**Instructions to follow:** Exactly and only the lines below from the one containing "mark the forearm | one pin per instance." down to the one containing "mark the worker carrying" are wanted, both included; please exclude every picture.

[[ Given records, beginning ]]

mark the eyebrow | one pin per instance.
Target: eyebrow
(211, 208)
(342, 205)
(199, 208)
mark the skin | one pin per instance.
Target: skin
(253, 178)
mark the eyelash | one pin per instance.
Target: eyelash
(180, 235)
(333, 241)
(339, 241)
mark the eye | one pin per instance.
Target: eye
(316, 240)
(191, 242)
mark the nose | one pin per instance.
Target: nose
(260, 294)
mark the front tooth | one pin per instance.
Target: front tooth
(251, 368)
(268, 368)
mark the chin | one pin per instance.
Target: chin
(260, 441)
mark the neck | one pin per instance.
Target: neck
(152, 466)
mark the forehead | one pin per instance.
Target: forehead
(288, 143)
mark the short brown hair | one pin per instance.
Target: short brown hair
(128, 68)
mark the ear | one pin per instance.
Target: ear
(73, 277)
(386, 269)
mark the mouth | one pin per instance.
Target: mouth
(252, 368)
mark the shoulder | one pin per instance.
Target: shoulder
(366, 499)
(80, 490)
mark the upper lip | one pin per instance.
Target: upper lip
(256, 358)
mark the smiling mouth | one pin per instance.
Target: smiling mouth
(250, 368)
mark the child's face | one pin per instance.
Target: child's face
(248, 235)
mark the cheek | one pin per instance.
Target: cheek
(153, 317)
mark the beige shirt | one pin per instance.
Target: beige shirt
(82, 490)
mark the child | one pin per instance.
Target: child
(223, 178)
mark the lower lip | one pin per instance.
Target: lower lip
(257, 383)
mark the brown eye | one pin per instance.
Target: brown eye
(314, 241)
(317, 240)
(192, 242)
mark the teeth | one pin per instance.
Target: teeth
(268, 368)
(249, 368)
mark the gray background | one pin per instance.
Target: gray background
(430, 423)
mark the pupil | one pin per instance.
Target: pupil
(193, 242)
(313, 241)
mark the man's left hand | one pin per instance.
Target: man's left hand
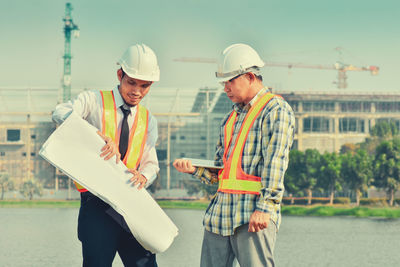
(258, 221)
(138, 178)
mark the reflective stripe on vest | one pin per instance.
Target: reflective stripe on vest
(232, 178)
(137, 136)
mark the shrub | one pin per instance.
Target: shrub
(341, 200)
(379, 202)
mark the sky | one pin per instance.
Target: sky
(286, 31)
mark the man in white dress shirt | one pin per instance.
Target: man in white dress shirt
(130, 134)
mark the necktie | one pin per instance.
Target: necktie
(124, 137)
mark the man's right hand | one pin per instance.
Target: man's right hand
(110, 149)
(184, 165)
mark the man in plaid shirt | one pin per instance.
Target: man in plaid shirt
(255, 138)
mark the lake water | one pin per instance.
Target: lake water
(47, 237)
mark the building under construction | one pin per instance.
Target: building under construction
(324, 121)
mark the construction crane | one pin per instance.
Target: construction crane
(69, 28)
(338, 66)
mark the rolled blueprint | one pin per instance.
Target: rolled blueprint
(74, 148)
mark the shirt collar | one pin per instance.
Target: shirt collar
(119, 101)
(239, 107)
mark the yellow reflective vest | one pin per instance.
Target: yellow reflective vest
(137, 136)
(232, 179)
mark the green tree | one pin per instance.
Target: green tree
(30, 188)
(296, 168)
(329, 177)
(387, 167)
(308, 174)
(6, 184)
(357, 172)
(381, 131)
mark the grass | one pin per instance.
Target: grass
(321, 210)
(315, 210)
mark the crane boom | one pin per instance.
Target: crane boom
(338, 66)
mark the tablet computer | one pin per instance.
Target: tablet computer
(211, 164)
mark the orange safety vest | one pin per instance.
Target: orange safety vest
(138, 131)
(232, 179)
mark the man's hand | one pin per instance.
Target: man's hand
(258, 221)
(184, 165)
(137, 178)
(110, 149)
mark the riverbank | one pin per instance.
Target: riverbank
(314, 210)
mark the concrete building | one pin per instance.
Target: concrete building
(324, 121)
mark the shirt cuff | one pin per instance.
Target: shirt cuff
(266, 206)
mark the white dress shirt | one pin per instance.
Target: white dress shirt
(89, 106)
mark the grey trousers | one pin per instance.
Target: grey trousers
(250, 249)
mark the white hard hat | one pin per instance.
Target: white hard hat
(140, 62)
(237, 59)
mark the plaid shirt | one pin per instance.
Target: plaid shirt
(265, 154)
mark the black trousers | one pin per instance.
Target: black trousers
(102, 237)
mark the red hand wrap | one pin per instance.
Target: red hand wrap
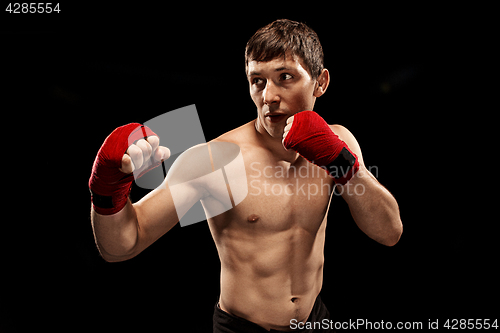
(313, 139)
(108, 185)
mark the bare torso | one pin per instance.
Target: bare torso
(271, 244)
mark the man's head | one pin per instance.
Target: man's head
(284, 67)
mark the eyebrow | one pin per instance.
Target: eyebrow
(276, 70)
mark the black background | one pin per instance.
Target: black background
(401, 82)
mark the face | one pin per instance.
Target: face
(280, 88)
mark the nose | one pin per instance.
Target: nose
(271, 94)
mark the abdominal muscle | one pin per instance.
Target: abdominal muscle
(272, 278)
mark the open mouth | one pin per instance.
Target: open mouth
(276, 118)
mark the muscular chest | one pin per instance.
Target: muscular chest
(281, 195)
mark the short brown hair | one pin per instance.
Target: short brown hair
(282, 36)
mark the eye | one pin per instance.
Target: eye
(257, 81)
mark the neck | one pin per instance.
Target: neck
(274, 144)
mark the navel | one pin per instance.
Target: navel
(253, 218)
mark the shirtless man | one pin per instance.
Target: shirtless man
(270, 244)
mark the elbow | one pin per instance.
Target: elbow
(108, 257)
(394, 234)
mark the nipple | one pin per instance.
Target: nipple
(253, 218)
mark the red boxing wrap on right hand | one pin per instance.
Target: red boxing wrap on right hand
(109, 186)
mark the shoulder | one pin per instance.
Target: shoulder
(345, 135)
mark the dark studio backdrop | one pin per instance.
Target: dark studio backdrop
(74, 78)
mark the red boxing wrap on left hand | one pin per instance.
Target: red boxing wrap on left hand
(314, 140)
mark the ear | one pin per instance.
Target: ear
(322, 83)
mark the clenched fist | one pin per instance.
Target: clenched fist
(142, 151)
(128, 148)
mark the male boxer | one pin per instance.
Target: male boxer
(271, 244)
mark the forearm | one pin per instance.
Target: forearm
(373, 208)
(116, 235)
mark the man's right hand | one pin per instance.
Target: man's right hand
(126, 149)
(141, 151)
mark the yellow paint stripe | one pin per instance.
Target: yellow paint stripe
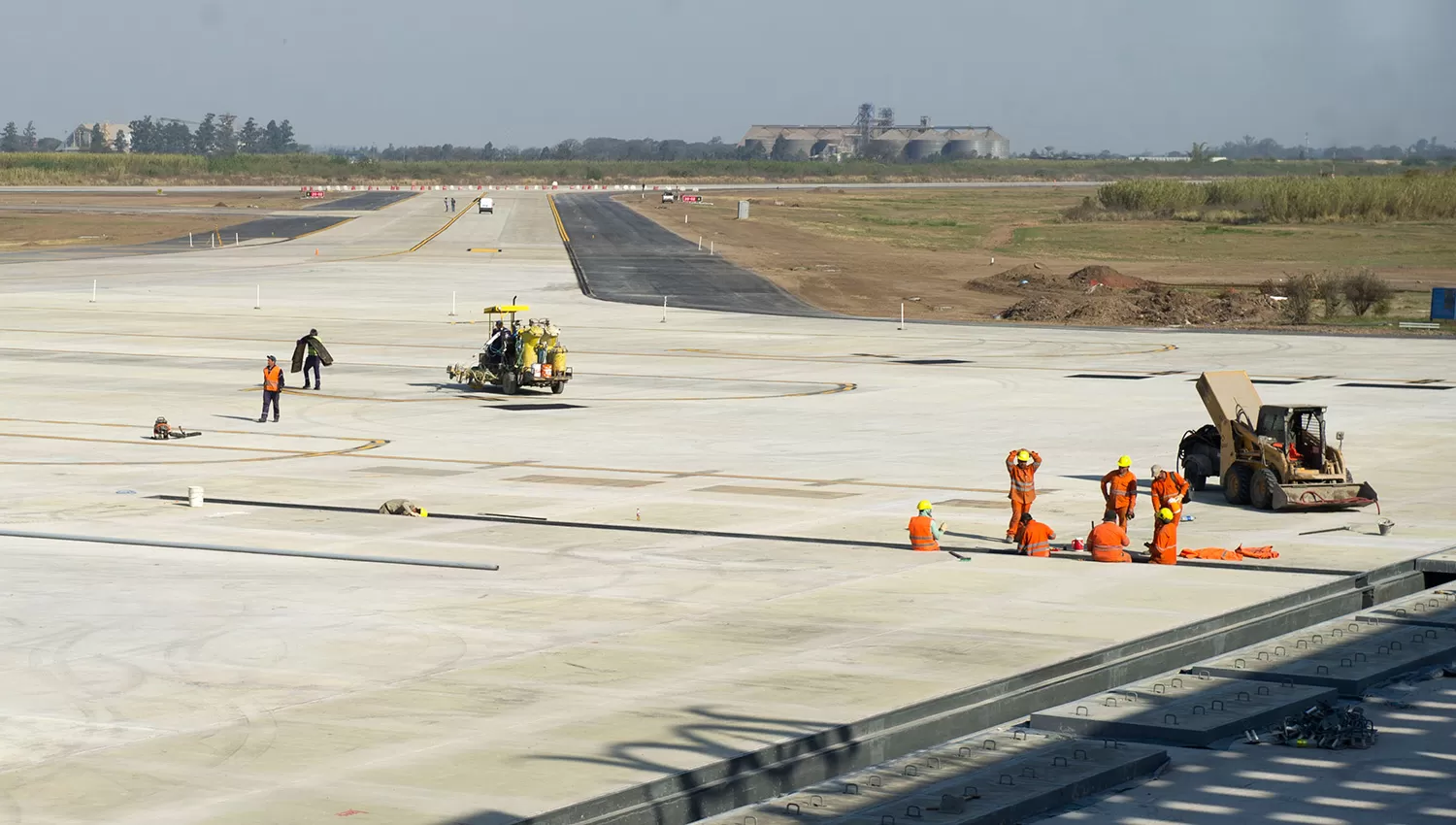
(450, 223)
(561, 227)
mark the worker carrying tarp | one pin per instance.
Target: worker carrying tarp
(1164, 547)
(402, 507)
(1034, 539)
(1170, 490)
(925, 531)
(1109, 542)
(1120, 490)
(1021, 466)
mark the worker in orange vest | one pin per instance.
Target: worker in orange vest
(1170, 490)
(1164, 547)
(925, 531)
(1022, 466)
(273, 387)
(1109, 542)
(1034, 539)
(1120, 490)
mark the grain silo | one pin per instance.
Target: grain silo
(925, 143)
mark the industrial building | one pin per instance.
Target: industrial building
(876, 139)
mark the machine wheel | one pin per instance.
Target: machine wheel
(1237, 484)
(1261, 487)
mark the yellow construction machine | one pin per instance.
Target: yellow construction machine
(1270, 455)
(518, 354)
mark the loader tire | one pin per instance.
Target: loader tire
(1237, 484)
(1261, 487)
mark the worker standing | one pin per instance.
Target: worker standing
(1170, 490)
(1022, 466)
(273, 387)
(1109, 542)
(1164, 547)
(925, 531)
(1034, 539)
(1120, 490)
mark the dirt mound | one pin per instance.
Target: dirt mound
(1021, 280)
(1107, 277)
(1144, 308)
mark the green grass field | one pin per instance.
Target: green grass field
(32, 169)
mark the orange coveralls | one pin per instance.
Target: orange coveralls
(1120, 492)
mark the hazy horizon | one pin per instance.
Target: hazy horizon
(1126, 76)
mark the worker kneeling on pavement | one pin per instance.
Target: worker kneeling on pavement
(1034, 539)
(1109, 542)
(1022, 466)
(1164, 547)
(925, 531)
(1170, 490)
(1120, 490)
(402, 507)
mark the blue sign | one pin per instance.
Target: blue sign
(1443, 303)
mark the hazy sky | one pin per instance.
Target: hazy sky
(1121, 75)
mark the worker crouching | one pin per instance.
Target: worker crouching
(1164, 547)
(1109, 542)
(1034, 539)
(925, 531)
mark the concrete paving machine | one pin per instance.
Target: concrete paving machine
(518, 354)
(1274, 457)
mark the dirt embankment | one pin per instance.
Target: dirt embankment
(1101, 296)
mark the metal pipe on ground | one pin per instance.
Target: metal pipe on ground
(249, 550)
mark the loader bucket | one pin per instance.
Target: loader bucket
(1324, 496)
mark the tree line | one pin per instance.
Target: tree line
(215, 136)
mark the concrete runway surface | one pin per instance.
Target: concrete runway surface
(157, 685)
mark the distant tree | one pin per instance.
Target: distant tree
(226, 140)
(285, 142)
(206, 137)
(249, 137)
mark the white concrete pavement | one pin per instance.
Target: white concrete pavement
(169, 685)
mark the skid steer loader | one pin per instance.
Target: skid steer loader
(1269, 455)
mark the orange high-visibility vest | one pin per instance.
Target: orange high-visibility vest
(922, 534)
(1165, 543)
(1022, 478)
(1170, 492)
(1107, 542)
(1036, 539)
(1120, 489)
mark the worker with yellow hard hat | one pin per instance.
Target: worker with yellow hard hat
(1120, 490)
(925, 531)
(1021, 466)
(1164, 547)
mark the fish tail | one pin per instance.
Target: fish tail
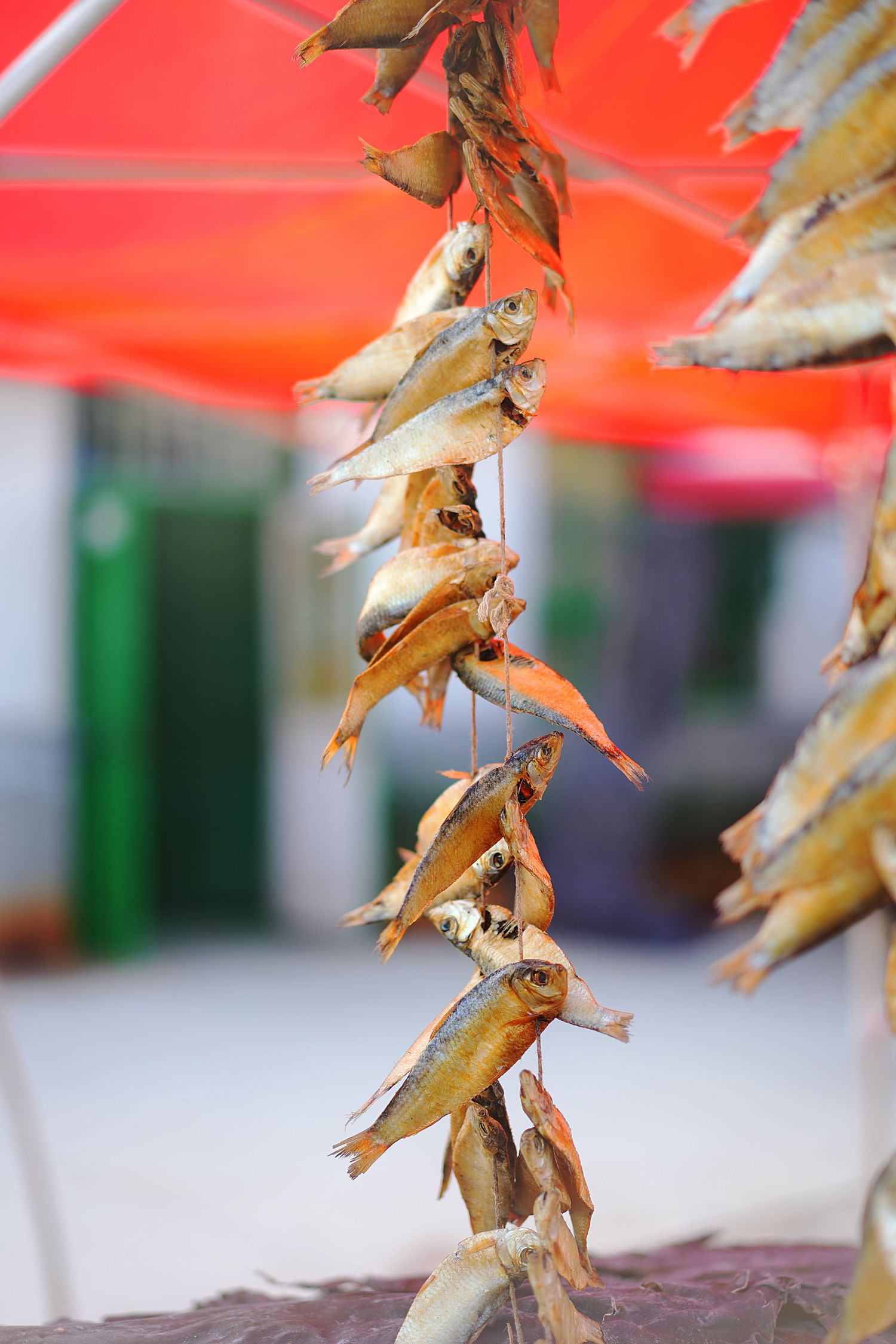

[[ Given records, end ]]

**Exercise solution:**
mark the forearm | one pin per instance.
Target: forearm
(373, 208)
(116, 235)
mark the man's right hand | one pin per instance.
Target: man's right hand
(126, 149)
(141, 151)
mark the yellow paint stripe | one pin per instance.
Target: yellow paint stripe
(450, 223)
(561, 227)
mark the worker carrying tarp | one pin per instance.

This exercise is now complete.